(Stored data)
§

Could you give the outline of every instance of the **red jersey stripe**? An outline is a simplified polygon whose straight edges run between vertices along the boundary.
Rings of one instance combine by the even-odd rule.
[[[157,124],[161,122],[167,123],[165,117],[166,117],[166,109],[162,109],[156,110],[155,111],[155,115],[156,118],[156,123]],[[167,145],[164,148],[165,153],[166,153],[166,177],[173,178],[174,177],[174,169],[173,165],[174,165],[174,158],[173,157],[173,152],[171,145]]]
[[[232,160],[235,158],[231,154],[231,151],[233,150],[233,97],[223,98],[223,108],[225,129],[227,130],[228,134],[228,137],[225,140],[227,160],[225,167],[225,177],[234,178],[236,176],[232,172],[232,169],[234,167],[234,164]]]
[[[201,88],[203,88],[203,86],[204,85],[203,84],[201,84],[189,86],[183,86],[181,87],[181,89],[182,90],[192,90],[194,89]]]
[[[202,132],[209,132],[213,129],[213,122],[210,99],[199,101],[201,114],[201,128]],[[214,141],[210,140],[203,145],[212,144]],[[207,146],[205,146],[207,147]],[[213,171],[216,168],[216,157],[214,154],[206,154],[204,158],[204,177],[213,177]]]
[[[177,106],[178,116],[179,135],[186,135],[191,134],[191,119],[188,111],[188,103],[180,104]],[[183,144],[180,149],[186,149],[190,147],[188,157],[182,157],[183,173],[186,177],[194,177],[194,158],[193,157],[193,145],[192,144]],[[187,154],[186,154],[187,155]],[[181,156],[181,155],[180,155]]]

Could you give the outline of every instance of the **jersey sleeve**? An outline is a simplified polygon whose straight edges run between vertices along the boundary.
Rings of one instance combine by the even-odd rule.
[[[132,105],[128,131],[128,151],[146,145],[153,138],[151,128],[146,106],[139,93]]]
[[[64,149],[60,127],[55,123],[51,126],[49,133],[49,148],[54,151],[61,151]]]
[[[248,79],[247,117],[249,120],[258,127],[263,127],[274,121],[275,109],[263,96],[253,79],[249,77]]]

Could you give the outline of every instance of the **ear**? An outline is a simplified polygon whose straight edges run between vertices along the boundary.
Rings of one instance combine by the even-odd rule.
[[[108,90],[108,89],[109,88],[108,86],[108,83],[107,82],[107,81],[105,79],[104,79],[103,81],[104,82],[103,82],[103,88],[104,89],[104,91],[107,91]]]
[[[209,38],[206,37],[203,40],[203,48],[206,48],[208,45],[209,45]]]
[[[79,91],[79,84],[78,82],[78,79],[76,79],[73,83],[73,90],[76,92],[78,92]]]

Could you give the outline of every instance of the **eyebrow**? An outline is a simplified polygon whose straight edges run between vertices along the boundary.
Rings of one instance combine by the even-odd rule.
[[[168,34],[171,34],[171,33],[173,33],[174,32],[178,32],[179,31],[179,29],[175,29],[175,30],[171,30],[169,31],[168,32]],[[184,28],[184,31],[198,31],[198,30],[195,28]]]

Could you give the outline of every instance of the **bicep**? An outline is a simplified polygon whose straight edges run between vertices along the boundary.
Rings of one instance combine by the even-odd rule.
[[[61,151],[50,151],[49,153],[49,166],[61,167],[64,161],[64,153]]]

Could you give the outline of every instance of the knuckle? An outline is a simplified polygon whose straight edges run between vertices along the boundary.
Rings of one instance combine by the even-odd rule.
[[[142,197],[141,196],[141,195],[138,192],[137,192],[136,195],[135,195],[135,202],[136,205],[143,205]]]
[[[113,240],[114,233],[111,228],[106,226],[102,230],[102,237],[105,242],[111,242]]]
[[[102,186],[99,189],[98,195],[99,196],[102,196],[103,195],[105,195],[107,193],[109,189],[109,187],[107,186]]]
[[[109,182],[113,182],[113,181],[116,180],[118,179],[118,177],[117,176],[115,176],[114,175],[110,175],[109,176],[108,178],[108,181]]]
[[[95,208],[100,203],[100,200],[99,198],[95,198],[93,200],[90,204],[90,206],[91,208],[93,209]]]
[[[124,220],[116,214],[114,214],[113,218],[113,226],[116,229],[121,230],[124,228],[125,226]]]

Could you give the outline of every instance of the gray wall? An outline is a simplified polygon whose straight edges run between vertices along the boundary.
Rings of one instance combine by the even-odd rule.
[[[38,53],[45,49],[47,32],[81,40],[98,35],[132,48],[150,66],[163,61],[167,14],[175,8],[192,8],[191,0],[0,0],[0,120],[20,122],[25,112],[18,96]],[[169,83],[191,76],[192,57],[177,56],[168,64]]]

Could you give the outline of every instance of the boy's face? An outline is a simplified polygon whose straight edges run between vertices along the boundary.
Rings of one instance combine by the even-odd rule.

§

Problem statement:
Write out exactly the lines starting with the one that holds "Could you give the outline of every instance of the **bicep**?" and running through the last line above.

The answer:
Could you give the outline of every instance of the **bicep**? An outline is a simplified polygon whose straight edges run between vertices along the boundary.
Rings of one instance combine by the even-odd rule.
[[[61,151],[50,151],[49,153],[49,166],[61,167],[64,161],[64,153]]]

Could you give the outline of every instance of the knuckle? An outline is a simplified polygon whose straight edges run between vertices along the boundary.
Rings of one instance combine by the even-odd rule.
[[[142,197],[141,196],[141,195],[138,192],[137,192],[136,195],[135,195],[135,202],[136,205],[143,205]]]
[[[113,240],[114,233],[111,228],[106,226],[102,230],[102,237],[105,242],[111,242]]]
[[[102,186],[99,189],[98,195],[99,196],[102,196],[103,195],[105,195],[107,193],[109,189],[109,187],[107,186]]]
[[[109,182],[113,182],[113,181],[116,180],[118,179],[118,177],[117,176],[115,176],[114,175],[110,175],[109,176],[108,178],[108,181]]]
[[[95,208],[100,203],[100,200],[99,198],[95,198],[93,200],[90,204],[90,206],[91,208],[93,209]]]
[[[124,220],[116,214],[114,214],[113,218],[113,226],[116,229],[121,230],[124,228],[125,226]]]

Could you give the outline of every instance of the gray wall? An outline is a simplified polygon whose straight edges run between vertices along the boundary.
Rings of one instance combine by the even-odd rule.
[[[38,53],[45,49],[47,32],[81,40],[98,35],[132,48],[150,66],[163,61],[167,14],[175,8],[192,8],[191,0],[0,0],[0,120],[20,122],[25,112],[18,96]],[[169,83],[191,76],[192,57],[177,56],[168,64]]]

Could you give the outline of every instance of the boy's face? An outline is a simplified polygon whose straight edges run between vertices along the boundary.
Rings of one instance combine by the even-odd rule.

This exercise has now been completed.